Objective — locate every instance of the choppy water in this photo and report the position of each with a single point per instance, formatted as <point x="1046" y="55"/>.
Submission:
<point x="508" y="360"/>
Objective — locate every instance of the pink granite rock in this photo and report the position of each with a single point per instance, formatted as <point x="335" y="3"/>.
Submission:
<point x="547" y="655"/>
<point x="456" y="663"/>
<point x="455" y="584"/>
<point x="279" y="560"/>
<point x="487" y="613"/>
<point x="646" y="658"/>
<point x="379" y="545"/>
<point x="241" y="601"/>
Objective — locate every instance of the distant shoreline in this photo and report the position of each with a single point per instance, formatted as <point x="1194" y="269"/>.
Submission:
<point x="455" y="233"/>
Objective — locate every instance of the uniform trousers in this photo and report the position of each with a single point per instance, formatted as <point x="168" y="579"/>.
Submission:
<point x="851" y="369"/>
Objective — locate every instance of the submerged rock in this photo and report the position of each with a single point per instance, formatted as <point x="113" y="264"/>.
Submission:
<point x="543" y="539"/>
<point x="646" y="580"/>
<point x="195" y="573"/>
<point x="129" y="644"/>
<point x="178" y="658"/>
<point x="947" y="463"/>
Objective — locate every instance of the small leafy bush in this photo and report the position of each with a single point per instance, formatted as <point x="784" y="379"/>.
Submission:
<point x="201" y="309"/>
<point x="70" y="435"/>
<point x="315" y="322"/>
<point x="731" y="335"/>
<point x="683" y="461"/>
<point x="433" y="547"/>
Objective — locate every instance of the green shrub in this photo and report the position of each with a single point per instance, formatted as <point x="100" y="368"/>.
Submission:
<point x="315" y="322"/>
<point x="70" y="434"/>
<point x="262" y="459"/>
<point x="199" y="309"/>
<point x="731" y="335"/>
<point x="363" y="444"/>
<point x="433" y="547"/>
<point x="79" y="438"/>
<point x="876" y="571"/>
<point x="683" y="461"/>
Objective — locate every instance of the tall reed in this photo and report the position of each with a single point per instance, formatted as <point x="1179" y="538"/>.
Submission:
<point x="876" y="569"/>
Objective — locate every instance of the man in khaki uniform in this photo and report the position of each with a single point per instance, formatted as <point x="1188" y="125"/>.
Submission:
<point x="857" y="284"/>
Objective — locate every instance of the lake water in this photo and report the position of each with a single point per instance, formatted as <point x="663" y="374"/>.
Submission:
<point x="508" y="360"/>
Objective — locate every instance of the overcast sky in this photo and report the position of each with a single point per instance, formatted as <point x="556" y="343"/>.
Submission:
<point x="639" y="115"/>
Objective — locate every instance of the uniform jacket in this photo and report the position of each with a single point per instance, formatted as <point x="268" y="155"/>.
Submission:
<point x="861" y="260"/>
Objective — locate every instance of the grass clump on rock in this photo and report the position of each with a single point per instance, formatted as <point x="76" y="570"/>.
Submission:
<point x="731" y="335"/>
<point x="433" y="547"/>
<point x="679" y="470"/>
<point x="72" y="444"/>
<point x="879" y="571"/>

◆ ◆ ◆

§ **Exercise goal**: Report every line containing the string "water" in the material.

§ **Response box**:
Objective — locate every instance of the choppy water in this photo and report the position of each with a single point per instance, formatted as <point x="1046" y="55"/>.
Objective — locate every instance of the lake water in this photo and report the position of each with a single point per instance, formatted as <point x="663" y="374"/>.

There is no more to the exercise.